Фрагмент документа »
Как «уважали» крещеных русов новые «братья». Печенежская напасть. Цена новой веры. «Земли незнаемые». Кавказский рубеж – через тысячу лет.
А когда стрелки домой вернутся —
Пепелище вместо теремов,
В страшном гневе слезы отольются
На проклятье всех врагов!
Так бывало в царствах-государствах,
Что стояли по краям земли:
Для забавы жгли чужие гнезда,
А свои не сберегли!
Никола Емелин, «Царские забавы»
Из книги в книгу кочуют рассказы о том, как с крещением Русь вошла-де в число культурных и цивилизованных народов. О том, что после крещения-де на нее и на русов стали смотреть не как на варваров, а как на равных себе окрестные христианские страны и народы. Честно говоря, нельзя сказать, чтоб на языческую Русь смотрели без уважения – в немецком Раффельштеттенском торговом уставе 904 года незаметно утеснений русским купцам. Арабы, как мы видели, пишут о языческой Руси с немалым почтением. Государей русов во всем мире именуют королями, царями, а то и «хаканами»-императорами.
Так, значит, после крещения это уважение должно было усилиться?
Но вот что пишет в середине XI века Михаил Пселл: «Это варварское племя все время кипит злобой и ненавистью к ромейской державе и, непрерывно придумывая то одно, то другое, ищет повода для войны с нами» (Хронография, Зоя и Феодора…, XCI). И ведь пишет православный византиец, коему бы сам Христос велел уважать братьев по вере! Уже полвека прошло с того момента, как по киевским улицам, по грязи и лошадиному помету славяне проволокли золотоусый кумир Бога Побед, с именем которого их отцы и деды брали Бердаа, Итиль, Саркел, осаждали Царьград. И что же? «Варварское племя».
В византийских владениях на юге Италии, в древнем соборе города Торичелло, построенном византийскими зодчими в XII веке, на фреске Страшного Суда, под ногами Сатаны, сидящего на троне, торчат из «озера огненного и серного» женские головы с косами, мужские – с усами и чубами на бритых головах. Прошел не один век с крещения Руси, но в глазах византийских «братьев» – Торичелло, кстати, стоит на землях, которые византийцы отстояли от сицилийских норманнов и мавров только благодаря присланным православными русскими князьями дружинам – проклятый «народ Рос» так и остался бесовским отродьем, которому место только в преисподней.
Да что удивляться – вспомним, как через век после крещения Болгарии князем Борисом император Восточного Рима, Никифор Фока, кричал на болгарских послов, называя их грязным, жалким и низким во всех отношениях племенем, а их православного царя, Петра Сурсувула, «варваром, кутающимся в шкуры и грызущим сырые кожи».
Бездна уважения, не так ли, читатель?

Записи данных »
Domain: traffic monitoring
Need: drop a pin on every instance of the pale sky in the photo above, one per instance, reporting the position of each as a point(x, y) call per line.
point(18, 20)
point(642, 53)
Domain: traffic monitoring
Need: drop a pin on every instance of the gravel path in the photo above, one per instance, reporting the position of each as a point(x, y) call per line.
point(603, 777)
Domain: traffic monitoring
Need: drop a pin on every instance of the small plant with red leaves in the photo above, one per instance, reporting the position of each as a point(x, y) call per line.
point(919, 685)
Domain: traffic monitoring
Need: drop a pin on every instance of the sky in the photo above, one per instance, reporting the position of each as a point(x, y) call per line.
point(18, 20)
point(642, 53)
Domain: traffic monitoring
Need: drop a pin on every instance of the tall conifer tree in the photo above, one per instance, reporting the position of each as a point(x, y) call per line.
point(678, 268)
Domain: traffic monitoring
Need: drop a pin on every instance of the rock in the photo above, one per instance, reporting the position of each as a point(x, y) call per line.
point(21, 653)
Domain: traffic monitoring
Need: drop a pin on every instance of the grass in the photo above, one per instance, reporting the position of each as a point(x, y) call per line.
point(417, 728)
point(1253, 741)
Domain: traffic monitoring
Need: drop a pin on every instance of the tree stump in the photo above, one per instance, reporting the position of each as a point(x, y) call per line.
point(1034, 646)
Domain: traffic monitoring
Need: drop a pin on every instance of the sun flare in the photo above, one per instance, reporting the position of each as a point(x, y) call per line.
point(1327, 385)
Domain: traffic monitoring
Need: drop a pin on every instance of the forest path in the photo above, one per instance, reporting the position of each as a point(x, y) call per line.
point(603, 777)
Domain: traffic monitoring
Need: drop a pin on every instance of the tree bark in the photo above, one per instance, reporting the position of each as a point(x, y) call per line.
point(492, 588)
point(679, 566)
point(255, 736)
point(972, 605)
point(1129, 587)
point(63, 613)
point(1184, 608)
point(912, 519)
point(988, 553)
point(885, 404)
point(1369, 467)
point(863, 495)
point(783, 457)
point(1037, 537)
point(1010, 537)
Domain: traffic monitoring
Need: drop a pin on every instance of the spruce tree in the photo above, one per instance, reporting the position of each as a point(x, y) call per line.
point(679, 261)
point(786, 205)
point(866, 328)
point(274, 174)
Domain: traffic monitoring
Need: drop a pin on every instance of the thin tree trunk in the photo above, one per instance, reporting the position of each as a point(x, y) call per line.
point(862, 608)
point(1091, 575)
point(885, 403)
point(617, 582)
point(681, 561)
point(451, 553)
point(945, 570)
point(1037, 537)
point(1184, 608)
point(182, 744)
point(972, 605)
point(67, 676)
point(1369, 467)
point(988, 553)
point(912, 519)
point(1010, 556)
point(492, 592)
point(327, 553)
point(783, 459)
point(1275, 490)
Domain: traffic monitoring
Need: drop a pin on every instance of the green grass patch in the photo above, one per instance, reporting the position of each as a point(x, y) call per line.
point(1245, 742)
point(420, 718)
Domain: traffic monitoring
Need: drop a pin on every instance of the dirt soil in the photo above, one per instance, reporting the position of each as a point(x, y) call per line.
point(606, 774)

Задачи »
- 1) Выведите из фрагмента документа всё, начиная с «Да что удивляться» и заканчивая «так ли, читатель?».
- 2) В каком веке, согласно фрагменту документа, византийские зодчие построили собор города Торичелло?
Листинг никак не связан с фрагментом документа.

Ожидаемые ответы »
- 1)
Да что удивляться – вспомним, как через век после крещения Болгарии князем Борисом император Восточного Рима, Никифор Фока, кричал на болгарских послов, называя их грязным, жалким и низким во всех отношениях племенем, а их православного царя, Петра Сурсувула, «варваром, кутающимся в шкуры и грызущим сырые кожи».
Бездна уважения, не так ли, читатель?

- 2) В XII веке.